## What the task requires
Make an exact copy of each entry, leaving out every picture.

Saved data entries
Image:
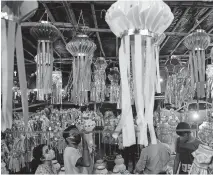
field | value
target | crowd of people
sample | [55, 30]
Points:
[153, 159]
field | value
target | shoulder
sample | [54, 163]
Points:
[40, 170]
[197, 142]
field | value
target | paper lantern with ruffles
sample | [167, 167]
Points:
[197, 42]
[82, 49]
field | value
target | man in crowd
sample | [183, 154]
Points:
[75, 162]
[186, 144]
[154, 158]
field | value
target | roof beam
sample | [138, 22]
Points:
[96, 26]
[70, 14]
[68, 26]
[53, 21]
[195, 26]
[198, 4]
[176, 26]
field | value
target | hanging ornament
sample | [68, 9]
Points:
[178, 88]
[56, 87]
[12, 14]
[82, 49]
[209, 73]
[173, 65]
[140, 25]
[46, 34]
[197, 42]
[98, 90]
[114, 77]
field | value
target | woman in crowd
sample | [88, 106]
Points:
[186, 144]
[42, 162]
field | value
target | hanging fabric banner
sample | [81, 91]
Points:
[12, 14]
[8, 38]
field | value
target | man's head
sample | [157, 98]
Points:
[184, 135]
[72, 135]
[149, 136]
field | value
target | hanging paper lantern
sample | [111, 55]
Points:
[173, 65]
[178, 88]
[99, 89]
[140, 25]
[82, 48]
[46, 34]
[197, 42]
[114, 77]
[56, 87]
[209, 72]
[12, 14]
[205, 133]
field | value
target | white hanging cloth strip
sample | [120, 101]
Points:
[7, 55]
[127, 123]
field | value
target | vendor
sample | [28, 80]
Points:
[74, 161]
[186, 144]
[154, 158]
[42, 162]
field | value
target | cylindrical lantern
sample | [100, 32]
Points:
[46, 34]
[140, 25]
[99, 89]
[56, 87]
[82, 48]
[114, 77]
[197, 42]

## Exercise output
Image:
field | value
target | crowd of people
sample | [55, 30]
Points:
[153, 159]
field | value
target | shoulder
sample | [54, 163]
Points:
[40, 170]
[197, 142]
field | value
target | paper lantern with ruffles
sample | [167, 167]
Points:
[197, 42]
[82, 49]
field | value
target | man in crowd
sample | [183, 154]
Points:
[75, 162]
[186, 144]
[154, 158]
field | value
target | roof beam
sample | [138, 22]
Points:
[96, 26]
[70, 14]
[68, 26]
[53, 21]
[195, 26]
[198, 4]
[176, 26]
field | value
target | hanging ornament
sample | [68, 9]
Points:
[178, 88]
[56, 87]
[12, 14]
[82, 49]
[209, 73]
[173, 65]
[140, 25]
[46, 34]
[197, 42]
[98, 90]
[114, 77]
field | value
target | woman in crowd
sample | [88, 106]
Points:
[186, 144]
[42, 162]
field | value
target | hanging fabric banner
sample | [81, 91]
Points:
[12, 14]
[8, 38]
field | value
target | man's head
sample | [157, 98]
Points:
[184, 135]
[72, 135]
[149, 136]
field | value
target | hanging paper lantern
sample | [111, 55]
Points:
[173, 65]
[178, 88]
[99, 89]
[140, 25]
[82, 48]
[46, 34]
[197, 42]
[114, 77]
[56, 87]
[209, 72]
[12, 14]
[205, 133]
field | value
target | white hanging cloth strip
sample | [120, 101]
Points:
[7, 55]
[127, 123]
field | value
target | vendor
sample | [28, 80]
Points:
[74, 161]
[186, 144]
[154, 158]
[42, 162]
field | value
target | cylindrical lantern
sample | [100, 32]
Points:
[46, 34]
[140, 25]
[99, 89]
[56, 87]
[82, 48]
[114, 77]
[197, 42]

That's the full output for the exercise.